--- Your assignment ---
The answer must be every entry, given again word for word.

--- Records provided ---

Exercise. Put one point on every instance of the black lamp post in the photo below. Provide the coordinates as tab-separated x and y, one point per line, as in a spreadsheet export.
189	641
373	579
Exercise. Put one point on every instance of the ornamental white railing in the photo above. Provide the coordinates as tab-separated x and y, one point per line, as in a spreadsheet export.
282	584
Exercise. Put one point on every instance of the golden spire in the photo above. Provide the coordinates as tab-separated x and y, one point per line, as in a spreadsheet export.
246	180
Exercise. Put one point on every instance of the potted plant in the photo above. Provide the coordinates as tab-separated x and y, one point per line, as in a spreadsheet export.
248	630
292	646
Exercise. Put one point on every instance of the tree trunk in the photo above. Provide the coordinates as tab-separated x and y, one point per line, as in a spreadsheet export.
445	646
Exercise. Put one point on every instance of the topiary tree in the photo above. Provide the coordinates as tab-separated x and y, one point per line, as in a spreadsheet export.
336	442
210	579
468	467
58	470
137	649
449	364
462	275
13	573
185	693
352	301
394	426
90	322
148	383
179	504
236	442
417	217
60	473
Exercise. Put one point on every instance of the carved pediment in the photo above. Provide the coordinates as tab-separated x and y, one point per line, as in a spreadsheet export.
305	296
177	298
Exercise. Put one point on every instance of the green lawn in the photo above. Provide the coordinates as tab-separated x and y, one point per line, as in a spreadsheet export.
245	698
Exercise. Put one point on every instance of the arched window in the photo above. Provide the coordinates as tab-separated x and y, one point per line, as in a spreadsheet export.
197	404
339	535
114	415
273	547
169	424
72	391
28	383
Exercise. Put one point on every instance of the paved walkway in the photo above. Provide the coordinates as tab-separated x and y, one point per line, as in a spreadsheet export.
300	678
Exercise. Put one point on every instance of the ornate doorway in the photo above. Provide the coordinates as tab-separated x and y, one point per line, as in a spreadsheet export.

--- Response area ---
Exercise. Put one point on every instance of the black lamp post in the photo below. Provide the coordinates as tab-separated x and y, one point per line, as in a spreadsheet export.
189	641
373	579
Exercise. Put one point on every instance of the ornamental white railing in the photo above. Provide the coordinates as tab-separated x and y, one point per line, as in a spreadsheet export.
282	584
Exercise. Put one point on every instance of the golden spire in the photo above. Provide the coordinates as tab-separated x and y, one point per line, as in a spreadsheet export.
246	180
Exercise. Put one point on every instance of the potted plant in the photo above. Provide the coordinates as tab-separated x and y, one point per line, as in a spreadsheet export.
248	630
292	646
Exercise. Put one point on every instance of the tree trunk in the photo above. Provide the coordinates as tab-separated x and y, one point per line, as in a spreadsheet export.
445	646
Exercise. Put one point on every instance of the topiary tree in the photo above. Provide the coordinates as tab-separated x and y, one point per line, as in a spreadsheet export.
336	442
210	579
468	467
58	470
137	649
449	364
462	275
13	573
185	693
352	301
394	426
90	322
148	383
179	504
236	442
417	217
60	473
Exercise. Put one point on every instance of the carved pediment in the photo above. Provide the coordinates as tab-separated x and y, one point per line, as in a spreadsheet export.
305	296
177	298
Exercise. Put one point on every instance of the green lawn in the photo above. Provide the coordinates as tab-separated x and y, one point per line, as in a spreadsheet export.
245	698
Exercise. Put one point on every instance of the arched window in the photo above. Provide the coordinates as tab-separated x and y, one point per line, as in a spreadsheet export.
197	404
339	535
114	415
273	547
169	424
72	391
28	383
Exercise. Put one point on every instance of the paved walkway in the photo above. Provide the coordinates as tab-separated x and y, one point per line, as in a spreadsheet export.
300	678
Exercise. Put one point on every instance of the ornate doorway in the photo above. Provide the coordinates as tab-separated x and y, one point per line, as in a spreadsheet export.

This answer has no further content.